* [TEXTE FOURNI]:
En commençant à lire
votre discours sur la commémoration de la rafle du Vel’d’hiv, j’ai
éprouvé de la reconnaissance envers vous. En effet, au regard d’une longue
tradition de dirigeants politiques, de droite, comme de gauche, qui, au passé
et au présent, se sont défaussés quant à la participation et à la
responsabilité de la France dans la déportation des personnes d’origine juive
vers les camps de la mort, vous avez pris une position claire et dénuée
d’ambiguïté : oui la France est responsable de la déportation, oui il y a
bien eu un antisémitisme, en France, avant et après la seconde guerre mondiale.
Oui, il faut continuer à combattre toutes les formes de racisme. J’ai vu ces
positions comme étant en continuité avec votre courageuse déclaration faite en
Algérie, selon laquelle le colonialisme constitue un crime contre l’humanité.

* [ÉNONCÉ 1]:
Les affirmations suivantes concordent-elles avec le texte sur la rafle du Vel’d’hiv ? (a) La lecture du discours a d’abord suscité de la reconnaissance envers son destinataire. (b) Seuls des dirigeants politiques de droite se sont défaussés quant à la responsabilité de la France. (c) La déclaration sur le colonialisme a été faite au Maroc. Répondez à chacune par oui ou non, en citant entre guillemets les mots du texte qui tranchent.

* [DONNÉES À TRAITER]:
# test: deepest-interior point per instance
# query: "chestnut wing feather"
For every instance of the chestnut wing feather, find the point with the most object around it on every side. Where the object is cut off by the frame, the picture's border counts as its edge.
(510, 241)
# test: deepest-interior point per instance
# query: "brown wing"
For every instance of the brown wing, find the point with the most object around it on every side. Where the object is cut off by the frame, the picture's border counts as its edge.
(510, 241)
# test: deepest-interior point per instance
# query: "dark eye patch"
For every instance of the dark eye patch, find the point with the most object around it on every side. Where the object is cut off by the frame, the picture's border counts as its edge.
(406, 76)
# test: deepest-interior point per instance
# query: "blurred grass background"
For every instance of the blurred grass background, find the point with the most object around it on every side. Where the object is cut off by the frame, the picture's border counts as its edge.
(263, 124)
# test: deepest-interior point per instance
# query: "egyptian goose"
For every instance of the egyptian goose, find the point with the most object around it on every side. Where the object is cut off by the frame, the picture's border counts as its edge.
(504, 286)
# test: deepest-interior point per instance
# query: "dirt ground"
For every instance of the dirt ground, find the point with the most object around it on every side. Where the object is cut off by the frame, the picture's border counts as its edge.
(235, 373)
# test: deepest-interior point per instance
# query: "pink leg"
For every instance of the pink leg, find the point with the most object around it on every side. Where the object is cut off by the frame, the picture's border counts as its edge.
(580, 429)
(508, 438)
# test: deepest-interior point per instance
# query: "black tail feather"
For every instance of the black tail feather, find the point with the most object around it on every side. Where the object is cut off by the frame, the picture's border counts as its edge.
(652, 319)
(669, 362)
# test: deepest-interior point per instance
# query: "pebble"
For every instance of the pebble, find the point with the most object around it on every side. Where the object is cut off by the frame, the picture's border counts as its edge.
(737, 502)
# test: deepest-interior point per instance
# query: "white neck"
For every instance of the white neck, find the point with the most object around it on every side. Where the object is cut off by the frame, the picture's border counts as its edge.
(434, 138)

* [ÉNONCÉ 2]:
Sélectionnez chaque ligne des enregistrements qui contient la chaîne « blurred », en tenant compte de la casse.

* [RÉPONSE 1]:
(a) Oui : « j’ai éprouvé de la reconnaissance envers vous ».
(b) Non : « de droite, comme de gauche ».
(c) Non : « courageuse déclaration faite en Algérie ».

* [RÉPONSE 2]:
# query: "blurred grass background"
For every instance of the blurred grass background, find the point with the most object around it on every side. Where the object is cut off by the frame, the picture's border counts as its edge.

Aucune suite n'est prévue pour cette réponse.